TASK REQUIREMENTS:
**a.** Copy out the passage of the app-distribution post from "So, what files" up to and including "off my lawn.".
**b.** Write the next part of the forum thread about distributing a Visual Studio 2005 program, beginning after its last line.
BEGIN PROVIDED TEXT
I guess distributing an app isn't as easy as it was in the good old days
when I just had to send them the EXE and everything they needed was self-
contained in the EXE.  There are probably half a dozen DLLs or OCXs or
whatever that the program needs.

I should probably mention that the development environment was Visual
Studio 2005.  One of my colleagues says ".NET" but as far as I know I'm
not incorporating any network interaction... just a bunch of standard
interface buttons and labels, and a call to Excel to read a worksheet.

So, what files does she need in addition to the EXE itself?  How do I
find out?  If we could have just stayed with Turbo Pascal or even
QuickBASIC life would be so much simpler.  You kids get off my lawn.

--
Peter B. Steiger
Cheyenne, WY
If you must reply by email, you can reach me by placing zeroes
where you see stars: wypbs.**1 at gmail.com.

Author
24 Mar 2009 3:59 PM
Bob Butler
"Peter B. Steiger" <see.sig@for.email.address> wrote in message
news:k7edneoEAY5gYlXUnZ2dnUVZ_gGdnZ2d@bresnan.com...
END PROVIDED TEXT
BEGIN RECORD EXTRACTS
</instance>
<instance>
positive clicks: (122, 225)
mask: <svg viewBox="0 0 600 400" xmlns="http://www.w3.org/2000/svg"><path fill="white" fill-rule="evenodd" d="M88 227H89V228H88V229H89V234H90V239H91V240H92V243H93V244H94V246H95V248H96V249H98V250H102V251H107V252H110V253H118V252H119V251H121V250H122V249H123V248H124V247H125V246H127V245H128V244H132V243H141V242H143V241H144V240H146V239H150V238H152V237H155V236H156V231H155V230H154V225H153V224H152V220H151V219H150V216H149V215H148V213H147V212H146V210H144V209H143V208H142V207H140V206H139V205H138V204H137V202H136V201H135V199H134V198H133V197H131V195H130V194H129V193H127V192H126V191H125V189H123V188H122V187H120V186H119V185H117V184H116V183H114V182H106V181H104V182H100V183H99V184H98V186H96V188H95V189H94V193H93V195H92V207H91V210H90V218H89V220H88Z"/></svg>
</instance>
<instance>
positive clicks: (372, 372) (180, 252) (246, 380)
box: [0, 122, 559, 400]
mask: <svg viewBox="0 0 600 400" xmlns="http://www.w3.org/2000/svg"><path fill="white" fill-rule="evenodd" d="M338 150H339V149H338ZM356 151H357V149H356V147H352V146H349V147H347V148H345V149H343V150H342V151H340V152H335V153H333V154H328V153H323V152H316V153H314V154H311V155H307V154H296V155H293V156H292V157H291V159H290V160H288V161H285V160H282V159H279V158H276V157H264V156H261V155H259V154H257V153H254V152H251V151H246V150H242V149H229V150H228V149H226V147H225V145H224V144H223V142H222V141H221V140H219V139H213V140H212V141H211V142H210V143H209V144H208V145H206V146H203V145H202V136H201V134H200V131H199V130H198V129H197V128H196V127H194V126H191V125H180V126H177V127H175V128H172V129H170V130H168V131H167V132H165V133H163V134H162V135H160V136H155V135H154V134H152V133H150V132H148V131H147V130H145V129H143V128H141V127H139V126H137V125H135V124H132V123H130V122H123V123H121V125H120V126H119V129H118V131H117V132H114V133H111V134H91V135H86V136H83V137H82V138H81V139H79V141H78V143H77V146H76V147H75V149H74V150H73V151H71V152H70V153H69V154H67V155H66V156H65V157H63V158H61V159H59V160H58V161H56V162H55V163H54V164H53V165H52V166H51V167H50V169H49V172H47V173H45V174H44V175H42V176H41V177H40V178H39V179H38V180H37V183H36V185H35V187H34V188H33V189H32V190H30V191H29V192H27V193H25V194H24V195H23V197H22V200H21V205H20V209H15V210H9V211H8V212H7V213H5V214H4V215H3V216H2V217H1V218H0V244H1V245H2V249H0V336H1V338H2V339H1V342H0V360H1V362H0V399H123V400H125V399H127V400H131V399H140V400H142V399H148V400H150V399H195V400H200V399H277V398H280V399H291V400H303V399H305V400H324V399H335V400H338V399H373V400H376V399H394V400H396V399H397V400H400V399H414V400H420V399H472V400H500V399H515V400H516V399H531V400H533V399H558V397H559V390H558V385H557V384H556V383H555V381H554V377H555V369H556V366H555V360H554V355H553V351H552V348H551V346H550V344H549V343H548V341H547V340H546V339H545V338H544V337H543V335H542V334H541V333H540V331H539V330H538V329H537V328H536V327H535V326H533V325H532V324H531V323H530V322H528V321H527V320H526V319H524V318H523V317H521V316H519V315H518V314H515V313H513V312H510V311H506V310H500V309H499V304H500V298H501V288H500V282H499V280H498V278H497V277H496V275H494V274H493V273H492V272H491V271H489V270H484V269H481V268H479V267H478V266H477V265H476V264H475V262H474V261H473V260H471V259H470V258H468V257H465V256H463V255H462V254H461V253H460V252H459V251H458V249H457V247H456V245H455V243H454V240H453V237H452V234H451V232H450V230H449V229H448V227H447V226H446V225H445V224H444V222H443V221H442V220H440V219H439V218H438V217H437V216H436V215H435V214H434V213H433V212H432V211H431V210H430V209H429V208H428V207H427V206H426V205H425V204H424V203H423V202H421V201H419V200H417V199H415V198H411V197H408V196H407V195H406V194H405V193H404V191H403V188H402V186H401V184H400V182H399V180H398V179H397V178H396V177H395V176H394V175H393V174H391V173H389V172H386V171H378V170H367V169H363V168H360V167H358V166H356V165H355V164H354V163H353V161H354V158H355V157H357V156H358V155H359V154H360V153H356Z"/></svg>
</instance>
END RECORD EXTRACTS
YOUR RESPONSES:
**a.**
So, what files does she need in addition to the EXE itself?  How do I
find out?  If we could have just stayed with Turbo Pascal or even
QuickBASIC life would be so much simpler.  You kids get off my lawn.

**b.**
> The boss said to write a data conversion utility and do it in VB, so I
> learned VB (more or less)

Actually, given what follows you didn't learn VB as it relates to this
newgroup

> and cranked out a quick-and-dirty app that does
> the job.  It runs great on my machine, but when I sent the boss the .EXE,
> she gets
> The application failed to initialize properly (0xc0000135). Click on OK
> to terminate the application.
>
> I guess distributing an app isn't as easy as it was in the good old days
> when I just had to send them the EXE and everything they needed was self-
> contained in the EXE.  There are probably half a dozen DLLs or OCXs or
> whatever that the program needs.

That may be the understatement of the year

> I should probably mention that the development environment was Visual
> Studio 2005.  One of my colleagues says ".NET" but as far as I know I'm
> not incorporating any network interaction... just a bunch of standard
> interface buttons and labels, and a call to Excel to read a worksheet.

That's not VB, it's VB.Net.  Microsoft dropped VB and replaced it with
something similar on the surface but significantly different underneath.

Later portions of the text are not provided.